▶ ABOUT THIS EXERCISE: Quote the entries that follow exactly, leaving none out.

============

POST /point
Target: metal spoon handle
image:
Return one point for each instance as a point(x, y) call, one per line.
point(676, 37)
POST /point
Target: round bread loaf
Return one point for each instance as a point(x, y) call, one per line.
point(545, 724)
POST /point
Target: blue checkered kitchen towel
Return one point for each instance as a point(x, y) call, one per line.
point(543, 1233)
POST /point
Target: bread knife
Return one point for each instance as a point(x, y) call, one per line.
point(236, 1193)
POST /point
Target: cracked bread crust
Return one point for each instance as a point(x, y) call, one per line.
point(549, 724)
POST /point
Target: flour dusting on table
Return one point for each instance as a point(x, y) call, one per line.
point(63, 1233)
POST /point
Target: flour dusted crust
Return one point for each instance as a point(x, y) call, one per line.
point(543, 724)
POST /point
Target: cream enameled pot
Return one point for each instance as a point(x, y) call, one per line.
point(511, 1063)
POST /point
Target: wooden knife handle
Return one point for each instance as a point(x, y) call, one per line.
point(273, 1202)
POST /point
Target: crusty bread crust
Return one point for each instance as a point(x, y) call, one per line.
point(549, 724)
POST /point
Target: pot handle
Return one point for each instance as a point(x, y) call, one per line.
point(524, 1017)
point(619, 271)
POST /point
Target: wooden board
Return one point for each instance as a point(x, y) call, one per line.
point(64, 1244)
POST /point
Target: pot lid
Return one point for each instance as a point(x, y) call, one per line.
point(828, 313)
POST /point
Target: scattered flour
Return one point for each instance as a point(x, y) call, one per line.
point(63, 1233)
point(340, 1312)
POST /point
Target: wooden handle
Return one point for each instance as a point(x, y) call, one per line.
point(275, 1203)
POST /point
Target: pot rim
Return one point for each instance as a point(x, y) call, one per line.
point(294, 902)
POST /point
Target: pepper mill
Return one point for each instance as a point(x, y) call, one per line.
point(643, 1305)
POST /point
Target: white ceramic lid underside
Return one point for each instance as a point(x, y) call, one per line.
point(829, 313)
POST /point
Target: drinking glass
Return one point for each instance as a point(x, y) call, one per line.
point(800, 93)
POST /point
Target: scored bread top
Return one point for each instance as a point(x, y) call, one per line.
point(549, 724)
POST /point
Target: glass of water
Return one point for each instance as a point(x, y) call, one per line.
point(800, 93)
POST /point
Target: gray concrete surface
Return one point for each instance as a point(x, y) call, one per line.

============

▶ RESULT FOR THIS TASK:
POST /point
Target: metal spoon handle
image:
Return one point for each instance as a point(x, y) call, one per line.
point(676, 37)
POST /point
Target: round bread loaf
Return one point for each instance as a point(x, y) call, one per line.
point(545, 724)
POST /point
Target: blue checkered kitchen towel
Return one point for each instance as a point(x, y) call, one per line.
point(543, 1233)
POST /point
Target: bread knife
Return one point for each instance as a point(x, y) call, one per line.
point(236, 1193)
POST /point
Target: cracked bread crust
Return one point for each instance as a point(x, y) call, one per line.
point(549, 724)
POST /point
Target: flour dusting on table
Return one point for each instance as a point(x, y) call, one per line.
point(63, 1233)
POST /point
Target: flour dusted crust
Return one point for each instance as a point(x, y) call, one per line.
point(543, 724)
POST /point
Target: cream enameled pot
Return one point for each instance as a point(x, y) call, one per line.
point(511, 1063)
POST /point
Target: wooden knife handle
Return one point for each instance as a point(x, y) call, one per line.
point(273, 1202)
POST /point
Target: crusty bread crust
Return one point for each instance as a point(x, y) call, one per line.
point(549, 724)
POST /point
Target: pot handle
Return one point for each instance as a point(x, y) call, one per line.
point(524, 1017)
point(619, 271)
POST /point
Target: wooden board
Return one point for each instance as a point(x, y) call, one per line.
point(64, 1244)
POST /point
Target: pot lid
Return one point for each instance as a point(x, y) call, one per line.
point(828, 313)
POST /point
Target: scattered flour
Return one point for each instance as a point(x, y) call, one per line.
point(63, 1233)
point(340, 1312)
POST /point
Target: wooden handle
Return one point for each instance as a point(x, y) call, one per line.
point(275, 1203)
POST /point
Target: pot rim
Return one point for each instance as a point(x, y) call, one per line.
point(294, 902)
POST /point
Target: pepper mill
Return one point for each instance as a point(x, y) call, one per line.
point(643, 1305)
POST /point
Target: white ceramic lid underside
Return one point for each instance as a point(x, y) call, one per line.
point(829, 313)
POST /point
Target: drinking glass
Return one point for each instance as a point(x, y) call, one per line.
point(800, 93)
POST /point
Target: scored bread top
Return one point for each instance as a point(x, y) call, one per line.
point(549, 724)
POST /point
Target: glass of water
Return one point for each instance as a point(x, y) call, one per line.
point(800, 93)
POST /point
Target: gray concrete surface
Return one point for each instance as a point(x, y) call, one per line.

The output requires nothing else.